Please quote only the lines that start at the one with "Identify the blurred" and go on to the last line of the data, both ends kept.
++++ Data shown
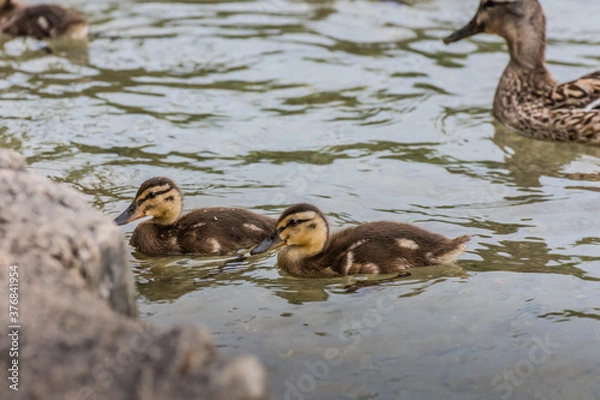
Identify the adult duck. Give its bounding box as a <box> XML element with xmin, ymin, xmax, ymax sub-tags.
<box><xmin>444</xmin><ymin>0</ymin><xmax>600</xmax><ymax>145</ymax></box>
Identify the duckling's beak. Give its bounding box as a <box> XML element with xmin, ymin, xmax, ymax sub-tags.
<box><xmin>444</xmin><ymin>18</ymin><xmax>483</xmax><ymax>44</ymax></box>
<box><xmin>115</xmin><ymin>201</ymin><xmax>144</xmax><ymax>225</ymax></box>
<box><xmin>250</xmin><ymin>231</ymin><xmax>285</xmax><ymax>255</ymax></box>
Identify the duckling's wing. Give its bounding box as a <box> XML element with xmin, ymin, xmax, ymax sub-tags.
<box><xmin>546</xmin><ymin>71</ymin><xmax>600</xmax><ymax>111</ymax></box>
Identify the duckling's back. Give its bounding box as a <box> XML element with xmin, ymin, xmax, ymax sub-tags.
<box><xmin>314</xmin><ymin>221</ymin><xmax>470</xmax><ymax>275</ymax></box>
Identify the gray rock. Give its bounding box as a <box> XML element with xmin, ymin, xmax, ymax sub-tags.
<box><xmin>0</xmin><ymin>150</ymin><xmax>270</xmax><ymax>400</ymax></box>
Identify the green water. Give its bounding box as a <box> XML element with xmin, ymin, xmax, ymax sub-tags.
<box><xmin>0</xmin><ymin>0</ymin><xmax>600</xmax><ymax>400</ymax></box>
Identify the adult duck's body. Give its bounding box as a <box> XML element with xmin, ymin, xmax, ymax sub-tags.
<box><xmin>252</xmin><ymin>203</ymin><xmax>469</xmax><ymax>277</ymax></box>
<box><xmin>444</xmin><ymin>0</ymin><xmax>600</xmax><ymax>145</ymax></box>
<box><xmin>0</xmin><ymin>0</ymin><xmax>89</xmax><ymax>39</ymax></box>
<box><xmin>115</xmin><ymin>177</ymin><xmax>275</xmax><ymax>255</ymax></box>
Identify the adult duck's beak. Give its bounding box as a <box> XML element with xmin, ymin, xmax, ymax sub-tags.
<box><xmin>444</xmin><ymin>18</ymin><xmax>483</xmax><ymax>44</ymax></box>
<box><xmin>250</xmin><ymin>231</ymin><xmax>285</xmax><ymax>255</ymax></box>
<box><xmin>115</xmin><ymin>201</ymin><xmax>144</xmax><ymax>225</ymax></box>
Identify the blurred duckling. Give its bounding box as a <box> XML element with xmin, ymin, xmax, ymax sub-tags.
<box><xmin>115</xmin><ymin>177</ymin><xmax>275</xmax><ymax>256</ymax></box>
<box><xmin>252</xmin><ymin>203</ymin><xmax>470</xmax><ymax>277</ymax></box>
<box><xmin>0</xmin><ymin>0</ymin><xmax>89</xmax><ymax>40</ymax></box>
<box><xmin>444</xmin><ymin>0</ymin><xmax>600</xmax><ymax>145</ymax></box>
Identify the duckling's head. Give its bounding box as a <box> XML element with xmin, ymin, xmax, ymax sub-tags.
<box><xmin>444</xmin><ymin>0</ymin><xmax>546</xmax><ymax>66</ymax></box>
<box><xmin>252</xmin><ymin>203</ymin><xmax>329</xmax><ymax>258</ymax></box>
<box><xmin>115</xmin><ymin>177</ymin><xmax>183</xmax><ymax>225</ymax></box>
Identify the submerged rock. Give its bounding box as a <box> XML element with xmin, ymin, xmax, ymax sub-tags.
<box><xmin>0</xmin><ymin>150</ymin><xmax>269</xmax><ymax>400</ymax></box>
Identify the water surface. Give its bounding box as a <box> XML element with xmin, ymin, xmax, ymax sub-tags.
<box><xmin>0</xmin><ymin>0</ymin><xmax>600</xmax><ymax>400</ymax></box>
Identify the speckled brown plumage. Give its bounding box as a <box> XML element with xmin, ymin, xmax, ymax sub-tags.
<box><xmin>0</xmin><ymin>0</ymin><xmax>89</xmax><ymax>39</ymax></box>
<box><xmin>253</xmin><ymin>204</ymin><xmax>470</xmax><ymax>277</ymax></box>
<box><xmin>115</xmin><ymin>177</ymin><xmax>275</xmax><ymax>255</ymax></box>
<box><xmin>444</xmin><ymin>0</ymin><xmax>600</xmax><ymax>145</ymax></box>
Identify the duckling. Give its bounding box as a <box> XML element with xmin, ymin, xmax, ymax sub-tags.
++++++++
*Output for this exercise*
Identify the blurred duckling. Give its bounding box as a <box> XML element with xmin, ymin, xmax, ymax sub-tags.
<box><xmin>115</xmin><ymin>177</ymin><xmax>275</xmax><ymax>256</ymax></box>
<box><xmin>252</xmin><ymin>203</ymin><xmax>470</xmax><ymax>277</ymax></box>
<box><xmin>0</xmin><ymin>0</ymin><xmax>89</xmax><ymax>40</ymax></box>
<box><xmin>444</xmin><ymin>0</ymin><xmax>600</xmax><ymax>145</ymax></box>
Identify the duckling's head. Give its bounding box as a <box> XML element with xmin, ymin, xmax, ymax sub-tags.
<box><xmin>444</xmin><ymin>0</ymin><xmax>546</xmax><ymax>66</ymax></box>
<box><xmin>252</xmin><ymin>203</ymin><xmax>329</xmax><ymax>258</ymax></box>
<box><xmin>115</xmin><ymin>177</ymin><xmax>183</xmax><ymax>225</ymax></box>
Identify the submerged rock. Give its bounding box as a <box> XML element with xmin, ymin, xmax, ymax sub-tags.
<box><xmin>0</xmin><ymin>150</ymin><xmax>269</xmax><ymax>400</ymax></box>
Identify the water surface. Give its bounding box as a <box> XML element with xmin, ymin, xmax, ymax sub-tags.
<box><xmin>0</xmin><ymin>0</ymin><xmax>600</xmax><ymax>400</ymax></box>
Identify the speckled brown plumage. Give its bounding box as a <box> XML element with xmin, ymin, xmax, ymax sub-tags.
<box><xmin>0</xmin><ymin>0</ymin><xmax>89</xmax><ymax>39</ymax></box>
<box><xmin>253</xmin><ymin>204</ymin><xmax>470</xmax><ymax>277</ymax></box>
<box><xmin>115</xmin><ymin>177</ymin><xmax>275</xmax><ymax>255</ymax></box>
<box><xmin>444</xmin><ymin>0</ymin><xmax>600</xmax><ymax>145</ymax></box>
Identify the duckling. Give its bounding box as a <box> XML element with xmin, ymin, xmax, ymax sub-tags.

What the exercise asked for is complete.